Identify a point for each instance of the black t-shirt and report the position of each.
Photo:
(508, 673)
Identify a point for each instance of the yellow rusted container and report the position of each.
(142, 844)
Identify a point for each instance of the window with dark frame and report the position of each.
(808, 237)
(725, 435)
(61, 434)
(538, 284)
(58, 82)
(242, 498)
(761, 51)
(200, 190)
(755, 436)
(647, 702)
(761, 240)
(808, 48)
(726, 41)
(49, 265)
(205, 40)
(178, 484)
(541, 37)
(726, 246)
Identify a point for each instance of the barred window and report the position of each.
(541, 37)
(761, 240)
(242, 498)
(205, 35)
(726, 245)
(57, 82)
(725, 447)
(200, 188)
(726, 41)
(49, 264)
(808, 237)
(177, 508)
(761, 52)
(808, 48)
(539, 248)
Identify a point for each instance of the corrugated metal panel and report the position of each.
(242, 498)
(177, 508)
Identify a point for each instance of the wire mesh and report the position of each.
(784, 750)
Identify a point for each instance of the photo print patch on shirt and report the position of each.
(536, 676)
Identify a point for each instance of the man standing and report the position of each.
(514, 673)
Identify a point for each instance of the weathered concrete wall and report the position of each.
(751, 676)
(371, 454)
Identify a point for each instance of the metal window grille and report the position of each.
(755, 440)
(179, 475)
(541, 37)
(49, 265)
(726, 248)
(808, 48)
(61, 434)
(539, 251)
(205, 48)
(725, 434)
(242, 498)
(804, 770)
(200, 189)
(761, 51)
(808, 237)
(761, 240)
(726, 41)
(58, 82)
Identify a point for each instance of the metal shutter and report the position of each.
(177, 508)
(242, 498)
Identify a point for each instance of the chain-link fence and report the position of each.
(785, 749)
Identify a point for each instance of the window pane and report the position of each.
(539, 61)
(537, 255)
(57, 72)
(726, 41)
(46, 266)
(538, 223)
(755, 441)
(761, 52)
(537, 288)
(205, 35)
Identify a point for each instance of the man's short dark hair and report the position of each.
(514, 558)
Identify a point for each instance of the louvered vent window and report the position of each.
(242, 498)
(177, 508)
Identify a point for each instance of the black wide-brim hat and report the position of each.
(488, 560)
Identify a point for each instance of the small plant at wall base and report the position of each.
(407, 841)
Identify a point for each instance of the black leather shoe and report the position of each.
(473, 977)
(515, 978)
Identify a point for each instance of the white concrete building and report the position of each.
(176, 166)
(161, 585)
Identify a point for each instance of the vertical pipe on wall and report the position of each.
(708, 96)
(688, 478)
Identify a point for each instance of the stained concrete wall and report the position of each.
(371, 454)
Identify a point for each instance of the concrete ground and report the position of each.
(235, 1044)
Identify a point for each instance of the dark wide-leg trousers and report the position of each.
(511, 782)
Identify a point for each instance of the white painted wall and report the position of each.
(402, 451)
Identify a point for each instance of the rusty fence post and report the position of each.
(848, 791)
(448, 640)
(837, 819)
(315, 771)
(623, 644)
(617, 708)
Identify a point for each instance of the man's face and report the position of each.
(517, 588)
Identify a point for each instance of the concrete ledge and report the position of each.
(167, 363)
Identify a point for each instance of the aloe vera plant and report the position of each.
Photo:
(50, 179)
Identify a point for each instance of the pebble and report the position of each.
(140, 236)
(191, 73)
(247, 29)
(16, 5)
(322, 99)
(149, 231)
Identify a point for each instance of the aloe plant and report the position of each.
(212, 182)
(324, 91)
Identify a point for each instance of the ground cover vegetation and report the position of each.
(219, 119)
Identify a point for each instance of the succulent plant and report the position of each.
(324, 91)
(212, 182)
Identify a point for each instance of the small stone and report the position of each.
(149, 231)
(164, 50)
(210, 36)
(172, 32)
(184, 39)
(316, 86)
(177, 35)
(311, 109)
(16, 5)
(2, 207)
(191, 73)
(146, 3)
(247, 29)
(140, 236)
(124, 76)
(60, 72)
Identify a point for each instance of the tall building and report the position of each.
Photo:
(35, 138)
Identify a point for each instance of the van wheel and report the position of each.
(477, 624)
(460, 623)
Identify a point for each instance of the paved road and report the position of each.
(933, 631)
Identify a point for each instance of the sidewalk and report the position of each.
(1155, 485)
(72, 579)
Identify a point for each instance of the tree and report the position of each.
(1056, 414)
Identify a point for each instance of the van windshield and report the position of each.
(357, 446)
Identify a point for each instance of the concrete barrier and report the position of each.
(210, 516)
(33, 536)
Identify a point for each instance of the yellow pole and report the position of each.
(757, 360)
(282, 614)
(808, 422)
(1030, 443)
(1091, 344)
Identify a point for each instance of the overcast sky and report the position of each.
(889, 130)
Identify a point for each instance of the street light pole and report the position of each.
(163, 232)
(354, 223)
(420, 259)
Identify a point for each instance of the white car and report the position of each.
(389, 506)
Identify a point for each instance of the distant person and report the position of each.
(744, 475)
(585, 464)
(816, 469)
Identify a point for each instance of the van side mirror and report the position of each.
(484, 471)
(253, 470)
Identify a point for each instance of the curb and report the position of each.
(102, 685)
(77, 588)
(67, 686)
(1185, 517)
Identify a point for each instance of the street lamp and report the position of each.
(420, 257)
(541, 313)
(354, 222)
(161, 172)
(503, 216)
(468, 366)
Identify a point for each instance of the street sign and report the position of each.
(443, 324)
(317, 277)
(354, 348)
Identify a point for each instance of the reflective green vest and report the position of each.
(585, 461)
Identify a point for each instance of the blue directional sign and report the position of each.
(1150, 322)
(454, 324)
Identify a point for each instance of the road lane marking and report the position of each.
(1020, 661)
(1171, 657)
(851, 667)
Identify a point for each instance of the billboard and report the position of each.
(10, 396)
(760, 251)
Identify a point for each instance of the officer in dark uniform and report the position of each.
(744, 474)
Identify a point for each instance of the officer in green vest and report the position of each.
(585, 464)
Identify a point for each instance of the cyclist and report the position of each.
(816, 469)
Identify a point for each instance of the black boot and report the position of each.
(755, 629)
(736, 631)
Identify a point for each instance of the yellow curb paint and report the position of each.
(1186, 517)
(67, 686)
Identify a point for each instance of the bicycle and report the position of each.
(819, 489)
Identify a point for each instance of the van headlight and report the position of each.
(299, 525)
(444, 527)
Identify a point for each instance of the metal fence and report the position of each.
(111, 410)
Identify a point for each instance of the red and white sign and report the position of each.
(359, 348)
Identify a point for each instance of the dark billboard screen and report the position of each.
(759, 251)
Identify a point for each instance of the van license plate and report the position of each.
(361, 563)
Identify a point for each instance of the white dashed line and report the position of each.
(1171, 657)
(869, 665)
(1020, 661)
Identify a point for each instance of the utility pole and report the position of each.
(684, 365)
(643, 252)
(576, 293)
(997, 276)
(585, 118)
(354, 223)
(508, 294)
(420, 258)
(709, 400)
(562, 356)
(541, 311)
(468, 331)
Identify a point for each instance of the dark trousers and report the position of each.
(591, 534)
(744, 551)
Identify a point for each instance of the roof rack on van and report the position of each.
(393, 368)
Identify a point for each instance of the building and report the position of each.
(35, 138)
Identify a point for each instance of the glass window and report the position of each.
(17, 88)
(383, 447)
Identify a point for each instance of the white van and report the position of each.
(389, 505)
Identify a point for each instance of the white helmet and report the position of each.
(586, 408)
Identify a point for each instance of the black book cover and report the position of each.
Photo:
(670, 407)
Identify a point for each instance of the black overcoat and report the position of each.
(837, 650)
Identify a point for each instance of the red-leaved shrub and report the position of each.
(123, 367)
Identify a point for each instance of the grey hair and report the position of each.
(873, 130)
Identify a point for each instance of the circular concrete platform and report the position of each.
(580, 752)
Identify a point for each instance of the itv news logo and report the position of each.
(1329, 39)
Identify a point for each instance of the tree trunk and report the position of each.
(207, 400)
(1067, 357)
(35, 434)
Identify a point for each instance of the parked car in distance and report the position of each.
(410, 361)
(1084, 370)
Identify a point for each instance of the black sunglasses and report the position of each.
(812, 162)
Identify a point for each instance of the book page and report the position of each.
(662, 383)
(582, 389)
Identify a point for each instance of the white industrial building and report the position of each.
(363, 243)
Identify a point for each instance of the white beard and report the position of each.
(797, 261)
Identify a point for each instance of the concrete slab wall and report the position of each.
::::
## The request
Rewrite the entries from the line containing "Identify a point for each instance of the white industrial" through the end of the entries, switching "white beard" to "gray beard" and leaving everything else unchanged.

## Result for this exercise
Identify a point for each instance of the white industrial building and report the position of each.
(363, 243)
Identify a point for each instance of the gray beard and report the position of each.
(797, 261)
Identify a point for each instance of the concrete slab wall and report the position of each.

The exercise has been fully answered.